### PROMPT
Your task is to repeat all of the data exactly while excluding the pictures.

### MATERIALS PROVIDED
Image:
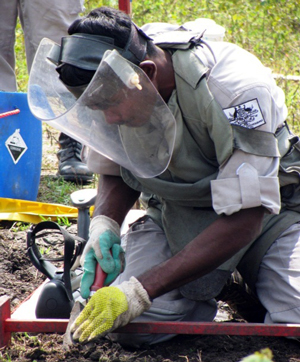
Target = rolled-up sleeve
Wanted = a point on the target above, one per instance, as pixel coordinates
(246, 181)
(99, 164)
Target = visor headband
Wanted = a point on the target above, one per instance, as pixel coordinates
(86, 50)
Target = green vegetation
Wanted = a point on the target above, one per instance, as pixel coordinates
(267, 28)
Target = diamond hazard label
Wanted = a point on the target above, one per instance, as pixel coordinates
(16, 146)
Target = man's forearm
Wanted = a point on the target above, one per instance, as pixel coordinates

### OUTPUT FOR THIS EXERCISE
Image:
Target = rolled-up sleeve
Wanted = a point on the target above, one per instance, as pixel coordinates
(246, 181)
(99, 164)
Target = visor headband
Wanted = a point on the target above, one per instance, as pixel coordinates
(86, 50)
Target = green vegetation
Wanted = a point on the target above, one per instance, as pixel coordinates
(267, 28)
Target = diamond hazard label
Wanted = a point on the target above, one per instance, as pixel coordinates
(16, 146)
Target = man's forearm
Wanted = a point on the target above, one per instance, as pixel coordinates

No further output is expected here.